§ **Problem statement**: Reproduce the article on Ramadan potluck dinners word for word, starting at "Ali, who immigrated" and ending at "the communal meal.".

§ **Document section**:
== == ==

Ramadan, the holy month when Muslims fast from dawn to dusk, begins this week, but for Linda Ali and her husband, Ousman, it doesn't necessarily mean less time in the kitchen.
For them and many other Muslims, Ramadan can mean a month of potluck dinners as families and friends gather at sunset to break the daily fast. At the St. Petersburg Islamic Center, families take turns to provide the evening Ramadan meal or iftar. Sometimes, it's a potluck of the community's diverse cultures.
Ali, who immigrated from Trinidad, can be counted on to contribute roti — a flatbread — and goat curry. Her husband's specialty is Cantonese-style chow mein.
Ayesha Sookdeo, 62, from Guyana, might take chicken curry, spinach and dhal — a split pea dish — and rice for the communal meal.
With four young sons, Fatima Maloui, 34, mostly breaks the fast at home. On Friday and Saturday evenings, though, she and her family head out with their potluck dishes to the mosque.
During Ramadan, Maloui, who's from Morocco, makes traditional foods like harira, a tomato-based Moroccan soup, sllo, a dessert made of browned flour, toasted almonds, honey and sesame seeds and shebakia, a type of cookie with sesame seeds.

== == ==

Object outline annotations:
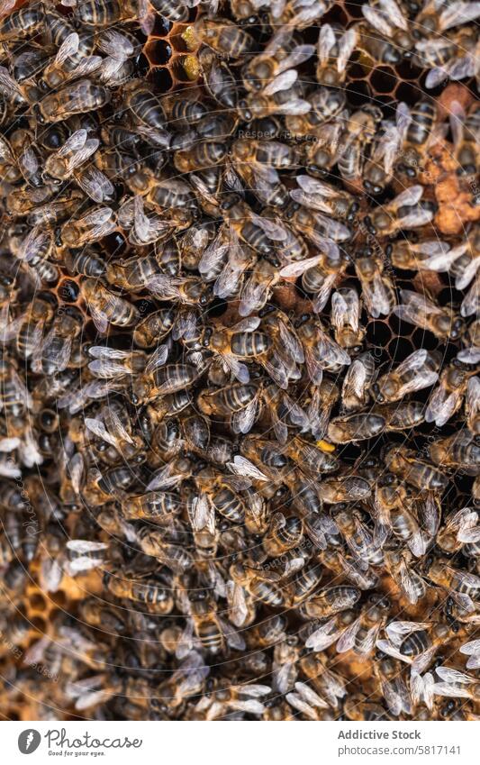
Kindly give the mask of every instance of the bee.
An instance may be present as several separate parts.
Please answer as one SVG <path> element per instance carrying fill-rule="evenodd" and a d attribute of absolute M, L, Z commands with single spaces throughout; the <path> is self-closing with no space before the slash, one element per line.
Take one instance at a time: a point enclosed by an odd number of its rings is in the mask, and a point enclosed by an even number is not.
<path fill-rule="evenodd" d="M 319 488 L 321 499 L 328 505 L 358 502 L 370 496 L 371 493 L 368 481 L 359 476 L 325 478 Z"/>
<path fill-rule="evenodd" d="M 32 353 L 32 370 L 45 375 L 63 372 L 68 366 L 74 342 L 80 334 L 83 323 L 82 316 L 74 308 L 67 308 L 61 314 L 57 314 L 51 329 Z"/>
<path fill-rule="evenodd" d="M 310 59 L 314 48 L 292 43 L 291 28 L 281 27 L 263 51 L 243 68 L 242 81 L 247 90 L 269 96 L 294 82 L 295 70 L 291 68 Z"/>
<path fill-rule="evenodd" d="M 388 372 L 371 386 L 379 404 L 400 401 L 404 396 L 430 387 L 439 379 L 439 359 L 436 352 L 414 351 L 394 371 Z"/>
<path fill-rule="evenodd" d="M 480 462 L 477 437 L 464 429 L 447 438 L 438 439 L 430 447 L 431 460 L 444 469 L 463 469 L 467 475 L 476 475 Z"/>
<path fill-rule="evenodd" d="M 310 619 L 329 619 L 352 609 L 361 597 L 361 590 L 349 585 L 326 587 L 309 597 L 302 606 Z"/>
<path fill-rule="evenodd" d="M 411 58 L 414 35 L 410 32 L 409 19 L 396 3 L 370 3 L 362 7 L 362 13 L 367 23 L 357 26 L 356 47 L 380 64 L 400 64 Z"/>
<path fill-rule="evenodd" d="M 86 278 L 80 284 L 90 315 L 100 332 L 106 332 L 108 324 L 129 327 L 136 323 L 140 312 L 131 303 L 111 292 L 97 279 Z"/>
<path fill-rule="evenodd" d="M 419 489 L 442 491 L 448 483 L 444 473 L 405 447 L 393 447 L 385 459 L 389 470 Z"/>
<path fill-rule="evenodd" d="M 435 423 L 439 426 L 444 425 L 454 415 L 462 405 L 467 392 L 469 378 L 474 379 L 472 375 L 473 372 L 467 368 L 462 368 L 461 362 L 457 360 L 441 372 L 439 386 L 431 394 L 427 405 L 425 412 L 427 423 Z M 472 403 L 475 400 L 475 396 L 472 396 L 474 388 L 475 383 L 470 387 Z"/>
<path fill-rule="evenodd" d="M 385 428 L 381 414 L 368 412 L 335 417 L 330 421 L 327 438 L 332 443 L 350 443 L 380 435 Z"/>
<path fill-rule="evenodd" d="M 59 123 L 73 114 L 100 109 L 109 103 L 111 97 L 107 88 L 91 80 L 81 79 L 44 96 L 35 106 L 37 119 L 41 123 Z"/>
<path fill-rule="evenodd" d="M 341 407 L 345 412 L 354 412 L 367 405 L 376 374 L 375 360 L 368 351 L 361 353 L 350 364 L 341 388 Z"/>
<path fill-rule="evenodd" d="M 416 606 L 427 594 L 427 585 L 412 565 L 409 550 L 385 551 L 385 566 L 390 576 L 399 583 L 402 592 L 412 606 Z"/>
<path fill-rule="evenodd" d="M 190 387 L 204 371 L 204 366 L 182 363 L 167 364 L 152 369 L 147 367 L 145 372 L 133 381 L 131 401 L 134 405 L 148 404 L 162 396 Z"/>
<path fill-rule="evenodd" d="M 414 23 L 420 25 L 416 27 L 417 29 L 442 33 L 457 24 L 465 23 L 466 20 L 472 21 L 477 18 L 479 13 L 479 9 L 475 5 L 469 4 L 466 9 L 463 3 L 458 0 L 453 3 L 447 3 L 445 0 L 440 2 L 429 0 L 418 12 Z"/>
<path fill-rule="evenodd" d="M 94 202 L 112 201 L 114 188 L 106 176 L 93 166 L 80 169 L 99 143 L 96 138 L 88 139 L 86 130 L 76 131 L 58 151 L 48 157 L 43 179 L 59 184 L 73 178 Z"/>
<path fill-rule="evenodd" d="M 322 24 L 317 45 L 317 82 L 329 87 L 339 87 L 345 82 L 347 64 L 355 50 L 357 32 L 354 27 L 346 32 L 340 27 Z"/>
<path fill-rule="evenodd" d="M 295 323 L 296 336 L 303 345 L 305 365 L 314 385 L 320 385 L 323 370 L 334 370 L 339 366 L 348 366 L 350 357 L 332 341 L 320 321 L 304 314 Z"/>
<path fill-rule="evenodd" d="M 473 176 L 478 168 L 477 141 L 480 136 L 480 110 L 475 106 L 466 115 L 457 101 L 452 104 L 450 124 L 452 127 L 454 156 L 458 164 L 457 174 Z"/>
<path fill-rule="evenodd" d="M 16 351 L 21 359 L 30 359 L 42 342 L 55 313 L 56 301 L 50 293 L 39 293 L 23 318 L 16 336 Z"/>
<path fill-rule="evenodd" d="M 285 518 L 276 513 L 271 520 L 270 528 L 263 538 L 263 548 L 270 558 L 283 555 L 298 547 L 303 538 L 303 524 L 296 515 Z"/>
<path fill-rule="evenodd" d="M 390 236 L 403 229 L 420 228 L 429 223 L 436 212 L 435 203 L 421 201 L 422 186 L 411 186 L 385 206 L 377 208 L 364 223 L 373 235 Z"/>
<path fill-rule="evenodd" d="M 226 61 L 220 56 L 215 56 L 208 48 L 199 50 L 198 61 L 205 87 L 211 96 L 222 106 L 235 109 L 239 101 L 238 87 Z"/>
<path fill-rule="evenodd" d="M 377 106 L 367 105 L 347 120 L 341 136 L 338 166 L 342 178 L 348 183 L 361 181 L 366 147 L 373 141 L 382 117 L 382 111 Z"/>
<path fill-rule="evenodd" d="M 57 244 L 77 248 L 103 239 L 115 228 L 111 207 L 96 207 L 82 218 L 66 223 L 56 232 Z"/>
<path fill-rule="evenodd" d="M 126 576 L 128 577 L 128 574 Z M 105 571 L 104 584 L 108 592 L 115 597 L 143 603 L 151 606 L 154 614 L 166 615 L 173 610 L 172 594 L 161 580 L 151 578 L 123 578 L 115 571 Z"/>
<path fill-rule="evenodd" d="M 281 581 L 276 571 L 250 569 L 234 563 L 230 569 L 232 580 L 244 587 L 254 601 L 273 608 L 288 608 L 293 597 L 293 587 Z"/>
<path fill-rule="evenodd" d="M 439 307 L 427 296 L 409 289 L 400 291 L 402 304 L 395 305 L 394 313 L 409 323 L 429 330 L 440 340 L 457 340 L 463 330 L 464 323 L 456 317 L 453 311 Z"/>
<path fill-rule="evenodd" d="M 194 25 L 195 35 L 227 59 L 242 59 L 255 46 L 253 37 L 228 19 L 202 17 Z"/>
<path fill-rule="evenodd" d="M 294 138 L 316 137 L 325 123 L 334 120 L 345 108 L 346 96 L 342 90 L 319 87 L 307 96 L 311 105 L 305 114 L 286 114 L 285 127 Z"/>
<path fill-rule="evenodd" d="M 43 23 L 43 14 L 40 5 L 17 8 L 7 14 L 0 22 L 0 42 L 34 35 Z"/>
<path fill-rule="evenodd" d="M 365 336 L 360 326 L 360 302 L 355 289 L 340 287 L 331 296 L 331 323 L 341 348 L 359 350 Z"/>
<path fill-rule="evenodd" d="M 307 116 L 310 112 L 307 112 Z M 348 112 L 341 112 L 336 119 L 325 123 L 315 131 L 314 141 L 305 149 L 305 165 L 309 175 L 325 178 L 337 164 L 341 152 L 341 137 Z"/>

== == ==

§ **Complete response**:
Ali, who immigrated from Trinidad, can be counted on to contribute roti — a flatbread — and goat curry. Her husband's specialty is Cantonese-style chow mein.
Ayesha Sookdeo, 62, from Guyana, might take chicken curry, spinach and dhal — a split pea dish — and rice for the communal meal.